What you will do: Collect each line of the listing that contains the word "concrete".

Dataset excerpts on object pointing:
---

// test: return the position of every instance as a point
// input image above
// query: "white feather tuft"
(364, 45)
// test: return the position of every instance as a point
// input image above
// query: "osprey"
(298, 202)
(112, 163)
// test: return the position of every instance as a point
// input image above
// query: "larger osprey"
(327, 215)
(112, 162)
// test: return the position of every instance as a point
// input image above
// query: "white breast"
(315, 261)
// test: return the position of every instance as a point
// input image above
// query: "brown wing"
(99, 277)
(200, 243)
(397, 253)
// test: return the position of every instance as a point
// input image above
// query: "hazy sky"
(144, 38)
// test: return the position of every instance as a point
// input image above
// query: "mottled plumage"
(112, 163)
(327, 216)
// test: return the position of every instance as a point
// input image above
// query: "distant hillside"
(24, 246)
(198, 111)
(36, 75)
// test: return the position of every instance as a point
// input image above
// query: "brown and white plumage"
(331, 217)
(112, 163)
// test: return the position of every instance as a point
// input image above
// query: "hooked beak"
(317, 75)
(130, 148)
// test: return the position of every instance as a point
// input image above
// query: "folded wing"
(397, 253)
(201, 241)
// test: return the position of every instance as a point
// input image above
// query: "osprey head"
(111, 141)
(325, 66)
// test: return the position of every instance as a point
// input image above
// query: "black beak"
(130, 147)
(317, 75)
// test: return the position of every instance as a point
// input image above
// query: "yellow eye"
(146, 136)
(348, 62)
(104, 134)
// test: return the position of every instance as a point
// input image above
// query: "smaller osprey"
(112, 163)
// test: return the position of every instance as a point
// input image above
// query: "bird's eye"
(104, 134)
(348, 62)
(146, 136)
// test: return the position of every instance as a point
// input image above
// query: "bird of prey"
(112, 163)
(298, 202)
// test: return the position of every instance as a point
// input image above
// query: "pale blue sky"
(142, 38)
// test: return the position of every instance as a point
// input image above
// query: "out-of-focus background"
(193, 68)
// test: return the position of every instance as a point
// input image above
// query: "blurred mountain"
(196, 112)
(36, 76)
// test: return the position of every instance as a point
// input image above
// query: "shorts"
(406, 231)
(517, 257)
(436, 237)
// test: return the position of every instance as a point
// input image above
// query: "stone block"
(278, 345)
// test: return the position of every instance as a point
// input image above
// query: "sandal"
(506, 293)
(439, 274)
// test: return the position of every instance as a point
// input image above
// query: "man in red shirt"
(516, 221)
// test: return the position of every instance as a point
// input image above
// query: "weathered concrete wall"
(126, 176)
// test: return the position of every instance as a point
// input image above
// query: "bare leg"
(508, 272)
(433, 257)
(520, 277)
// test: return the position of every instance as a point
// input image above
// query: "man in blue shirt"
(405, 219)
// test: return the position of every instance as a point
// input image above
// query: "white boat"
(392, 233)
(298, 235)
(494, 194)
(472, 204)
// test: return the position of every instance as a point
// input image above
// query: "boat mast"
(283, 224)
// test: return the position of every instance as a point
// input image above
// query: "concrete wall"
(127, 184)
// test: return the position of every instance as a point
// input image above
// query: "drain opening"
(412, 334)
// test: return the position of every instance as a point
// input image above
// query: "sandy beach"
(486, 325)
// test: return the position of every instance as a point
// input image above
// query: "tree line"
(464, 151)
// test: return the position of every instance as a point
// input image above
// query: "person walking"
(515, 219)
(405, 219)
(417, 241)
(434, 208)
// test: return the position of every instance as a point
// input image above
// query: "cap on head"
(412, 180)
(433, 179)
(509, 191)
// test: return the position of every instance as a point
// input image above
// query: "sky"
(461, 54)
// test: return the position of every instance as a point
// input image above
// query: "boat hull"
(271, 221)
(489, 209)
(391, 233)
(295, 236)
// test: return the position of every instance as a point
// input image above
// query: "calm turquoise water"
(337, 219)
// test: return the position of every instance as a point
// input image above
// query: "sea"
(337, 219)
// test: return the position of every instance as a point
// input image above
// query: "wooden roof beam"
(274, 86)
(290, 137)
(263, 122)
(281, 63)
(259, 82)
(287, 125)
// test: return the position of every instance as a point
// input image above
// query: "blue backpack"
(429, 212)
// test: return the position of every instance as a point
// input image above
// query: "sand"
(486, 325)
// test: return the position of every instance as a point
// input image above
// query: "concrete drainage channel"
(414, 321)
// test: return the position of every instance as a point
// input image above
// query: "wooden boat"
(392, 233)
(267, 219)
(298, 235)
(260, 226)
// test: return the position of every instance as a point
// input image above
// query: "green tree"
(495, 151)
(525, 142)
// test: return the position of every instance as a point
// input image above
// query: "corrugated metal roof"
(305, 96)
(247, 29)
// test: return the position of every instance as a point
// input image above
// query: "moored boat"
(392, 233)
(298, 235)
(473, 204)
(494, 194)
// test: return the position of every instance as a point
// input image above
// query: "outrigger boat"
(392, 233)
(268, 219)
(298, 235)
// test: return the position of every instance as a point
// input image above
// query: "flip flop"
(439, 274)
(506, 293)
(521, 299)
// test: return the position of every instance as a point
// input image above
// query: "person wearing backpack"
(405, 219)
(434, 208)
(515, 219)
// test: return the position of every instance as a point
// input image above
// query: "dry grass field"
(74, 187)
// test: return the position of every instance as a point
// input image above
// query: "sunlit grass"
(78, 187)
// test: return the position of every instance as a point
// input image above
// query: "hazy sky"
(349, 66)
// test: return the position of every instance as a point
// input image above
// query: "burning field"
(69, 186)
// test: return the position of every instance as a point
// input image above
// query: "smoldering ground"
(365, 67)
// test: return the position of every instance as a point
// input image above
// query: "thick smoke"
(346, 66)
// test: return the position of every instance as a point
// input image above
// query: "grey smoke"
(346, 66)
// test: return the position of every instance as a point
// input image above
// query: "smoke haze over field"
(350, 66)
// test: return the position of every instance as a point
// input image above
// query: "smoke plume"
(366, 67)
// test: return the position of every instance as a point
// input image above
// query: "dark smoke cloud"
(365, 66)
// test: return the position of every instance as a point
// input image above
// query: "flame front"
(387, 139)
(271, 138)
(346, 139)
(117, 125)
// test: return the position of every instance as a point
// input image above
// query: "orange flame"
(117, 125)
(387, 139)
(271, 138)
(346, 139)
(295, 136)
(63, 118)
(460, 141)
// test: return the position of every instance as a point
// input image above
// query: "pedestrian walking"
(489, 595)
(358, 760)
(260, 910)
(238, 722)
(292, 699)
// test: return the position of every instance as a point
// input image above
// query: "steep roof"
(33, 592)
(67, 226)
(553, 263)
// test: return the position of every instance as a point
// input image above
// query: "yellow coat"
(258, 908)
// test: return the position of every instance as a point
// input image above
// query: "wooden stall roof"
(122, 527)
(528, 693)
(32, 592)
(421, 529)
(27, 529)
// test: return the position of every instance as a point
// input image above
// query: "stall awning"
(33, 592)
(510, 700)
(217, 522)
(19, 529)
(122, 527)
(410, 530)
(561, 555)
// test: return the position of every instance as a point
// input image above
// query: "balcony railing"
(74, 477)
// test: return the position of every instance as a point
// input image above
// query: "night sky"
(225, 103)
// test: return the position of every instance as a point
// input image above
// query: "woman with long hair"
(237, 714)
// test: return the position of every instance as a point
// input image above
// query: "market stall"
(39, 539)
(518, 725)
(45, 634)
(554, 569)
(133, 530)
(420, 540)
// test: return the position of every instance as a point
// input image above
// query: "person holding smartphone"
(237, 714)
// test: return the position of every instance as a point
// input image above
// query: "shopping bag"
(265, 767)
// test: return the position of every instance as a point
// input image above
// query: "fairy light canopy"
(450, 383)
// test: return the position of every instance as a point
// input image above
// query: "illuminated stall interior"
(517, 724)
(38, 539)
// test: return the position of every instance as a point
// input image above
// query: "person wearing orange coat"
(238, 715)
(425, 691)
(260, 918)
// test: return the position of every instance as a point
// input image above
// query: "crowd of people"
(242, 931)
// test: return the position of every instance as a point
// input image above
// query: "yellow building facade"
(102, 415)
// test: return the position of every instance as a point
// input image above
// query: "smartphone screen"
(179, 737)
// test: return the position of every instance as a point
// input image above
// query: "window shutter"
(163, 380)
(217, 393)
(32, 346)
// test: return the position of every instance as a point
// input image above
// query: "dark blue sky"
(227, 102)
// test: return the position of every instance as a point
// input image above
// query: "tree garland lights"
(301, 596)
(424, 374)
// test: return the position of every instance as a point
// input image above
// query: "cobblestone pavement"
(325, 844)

---

Exercise answer:
// query: "weathered concrete wall"
// query: "concrete wall"
// query: "concrete drainage channel"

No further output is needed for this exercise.